__Entries__.
★ ★ ★ ★ ★
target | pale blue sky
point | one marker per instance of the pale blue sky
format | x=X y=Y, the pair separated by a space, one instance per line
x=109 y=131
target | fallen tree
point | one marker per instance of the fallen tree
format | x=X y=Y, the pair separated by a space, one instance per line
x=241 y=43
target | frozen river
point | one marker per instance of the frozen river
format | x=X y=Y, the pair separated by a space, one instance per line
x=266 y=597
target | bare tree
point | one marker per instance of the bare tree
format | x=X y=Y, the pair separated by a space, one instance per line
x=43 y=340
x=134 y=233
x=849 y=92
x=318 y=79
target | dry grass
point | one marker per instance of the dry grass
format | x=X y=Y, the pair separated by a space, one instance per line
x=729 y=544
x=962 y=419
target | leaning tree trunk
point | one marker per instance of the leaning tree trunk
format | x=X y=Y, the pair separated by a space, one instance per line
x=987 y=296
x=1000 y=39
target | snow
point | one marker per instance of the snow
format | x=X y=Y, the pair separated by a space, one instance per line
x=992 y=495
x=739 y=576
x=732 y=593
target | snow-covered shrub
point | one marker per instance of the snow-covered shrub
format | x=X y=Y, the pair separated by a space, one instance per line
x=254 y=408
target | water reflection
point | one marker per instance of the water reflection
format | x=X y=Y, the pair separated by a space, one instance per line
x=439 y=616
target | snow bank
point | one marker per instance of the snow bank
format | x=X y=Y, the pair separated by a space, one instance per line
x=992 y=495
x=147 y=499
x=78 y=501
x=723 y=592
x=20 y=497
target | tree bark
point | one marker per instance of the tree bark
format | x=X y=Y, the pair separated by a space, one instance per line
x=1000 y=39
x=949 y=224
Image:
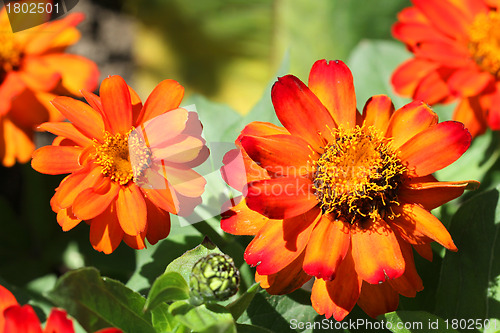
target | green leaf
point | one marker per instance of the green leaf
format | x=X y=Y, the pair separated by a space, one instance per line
x=184 y=264
x=241 y=304
x=168 y=287
x=415 y=321
x=98 y=302
x=206 y=318
x=469 y=286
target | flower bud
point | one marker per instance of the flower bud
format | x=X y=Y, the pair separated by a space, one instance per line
x=214 y=278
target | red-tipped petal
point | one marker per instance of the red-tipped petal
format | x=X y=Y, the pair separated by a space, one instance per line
x=377 y=299
x=53 y=160
x=166 y=96
x=301 y=112
x=84 y=118
x=337 y=298
x=268 y=153
x=416 y=225
x=281 y=198
x=116 y=103
x=327 y=248
x=105 y=231
x=131 y=210
x=435 y=148
x=410 y=120
x=279 y=243
x=238 y=219
x=376 y=237
x=377 y=112
x=332 y=82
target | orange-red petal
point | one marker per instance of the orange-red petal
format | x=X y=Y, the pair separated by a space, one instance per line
x=337 y=298
x=84 y=118
x=377 y=299
x=410 y=120
x=131 y=210
x=327 y=248
x=301 y=112
x=278 y=243
x=53 y=160
x=105 y=231
x=167 y=95
x=332 y=83
x=416 y=225
x=376 y=237
x=268 y=153
x=281 y=198
x=377 y=112
x=435 y=148
x=238 y=219
x=116 y=103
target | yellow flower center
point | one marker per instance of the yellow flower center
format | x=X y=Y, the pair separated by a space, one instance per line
x=358 y=175
x=10 y=54
x=115 y=158
x=484 y=42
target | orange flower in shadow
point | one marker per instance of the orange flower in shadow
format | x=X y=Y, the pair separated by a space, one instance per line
x=131 y=165
x=33 y=70
x=341 y=196
x=456 y=57
x=17 y=318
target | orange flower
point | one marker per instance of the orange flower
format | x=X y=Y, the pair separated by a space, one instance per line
x=130 y=164
x=17 y=318
x=456 y=44
x=33 y=70
x=342 y=196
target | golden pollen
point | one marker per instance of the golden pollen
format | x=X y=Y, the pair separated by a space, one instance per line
x=358 y=175
x=484 y=42
x=10 y=55
x=114 y=156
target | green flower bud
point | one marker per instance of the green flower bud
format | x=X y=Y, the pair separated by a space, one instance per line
x=214 y=278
★ ★ ★ ★ ★
__Aim of the exercise__. Rewrite all of the rows above, switching "marker" to "dot" wherever it appears and changing nothing else. Leave the pictures out of your answer.

__Response__.
target | pale blue sky
point | one dot per instance of the pale blue sky
format | x=X y=Y, the pair separated by a space, one instance per line
x=109 y=131
target | fallen tree
point | one dot per instance of the fallen tree
format | x=X y=Y, the pair separated by a space, one instance per line
x=241 y=43
target | frozen river
point | one dot per instance of the frozen river
format | x=X y=Y, the pair separated by a space, one instance per line
x=266 y=597
target | bare tree
point | one dot per instance of the bare tree
format | x=X y=Y, the pair separated by a space, one instance per line
x=43 y=340
x=134 y=233
x=849 y=92
x=318 y=79
target | dry grass
point | one dot per instance of the dry grass
format | x=X y=Y, the pair separated by a space, one instance per line
x=729 y=544
x=962 y=419
target | leaning tree trunk
point | one dot per instance of the leaning tree trunk
format | x=X y=Y, the pair separated by a space, one instance per line
x=987 y=296
x=1000 y=39
target | snow
point | one dot per instance of the snow
format | x=X y=Y, the pair separated by a space, one instance per line
x=992 y=495
x=739 y=576
x=732 y=593
target | snow-covered shrub
point | one dot per instance of the snow-covered shrub
format | x=X y=Y, the pair separated by a space, one instance per line
x=254 y=408
target | water reflection
point | one dot per instance of the water reflection
format | x=X y=Y, the pair separated by a space, one instance per line
x=439 y=616
target | snow bank
point | one dot per instance of the snow bank
format | x=X y=Y, the pair separated by a space, one instance per line
x=992 y=495
x=147 y=499
x=78 y=501
x=723 y=592
x=20 y=497
target | tree bark
point | one dot per instance of the tree bark
format | x=X y=Y, the pair separated by a space, one instance per line
x=1000 y=39
x=949 y=224
Image:
target | green leaf
point | one dot per instance of the green leaf
format | x=X y=Y, the pair separated by a space, one instance per line
x=184 y=264
x=241 y=304
x=168 y=287
x=415 y=321
x=98 y=302
x=206 y=318
x=469 y=286
target | flower bud
point | one dot per instance of the flower bud
format | x=X y=Y, the pair separated by a space, one instance per line
x=214 y=278
target | red-tipped petal
point | one dot per instance of the red-tipped petal
format | x=X y=Y, the pair separated by a space, one instance per line
x=377 y=299
x=53 y=160
x=166 y=96
x=301 y=112
x=84 y=118
x=337 y=298
x=268 y=153
x=416 y=225
x=281 y=198
x=116 y=103
x=327 y=248
x=105 y=231
x=131 y=210
x=435 y=148
x=410 y=120
x=279 y=243
x=238 y=219
x=376 y=237
x=377 y=112
x=332 y=82
target | orange-red petal
point | one dot per instance of the orange-red petal
format | x=X y=Y, the pair separated by a space, one instance per line
x=337 y=298
x=84 y=118
x=377 y=299
x=410 y=120
x=131 y=210
x=327 y=248
x=301 y=112
x=278 y=243
x=53 y=160
x=105 y=231
x=167 y=95
x=332 y=83
x=416 y=225
x=376 y=237
x=268 y=153
x=281 y=198
x=377 y=112
x=435 y=148
x=238 y=219
x=116 y=103
target | yellow flower center
point | one dot per instance of the yellow flower center
format | x=X y=Y, the pair separated by a space, one instance per line
x=358 y=175
x=10 y=54
x=115 y=158
x=484 y=42
target | orange flower in shadow
point | one dot per instance of the orange flower in shadow
format | x=X y=Y, the pair separated by a space, one instance per line
x=131 y=165
x=33 y=70
x=341 y=196
x=456 y=57
x=17 y=318
target | orange flower
point | one dot per instance of the orange flower
format | x=X y=Y, the pair separated by a space, one instance per line
x=130 y=164
x=17 y=318
x=456 y=44
x=33 y=70
x=342 y=196
target | golden pollen
point | one dot per instance of the golden pollen
format | x=X y=Y, the pair separated by a space, one instance per line
x=358 y=175
x=484 y=42
x=10 y=55
x=114 y=156
target | green flower bud
point | one dot per instance of the green flower bud
format | x=X y=Y, the pair separated by a space, one instance per line
x=214 y=278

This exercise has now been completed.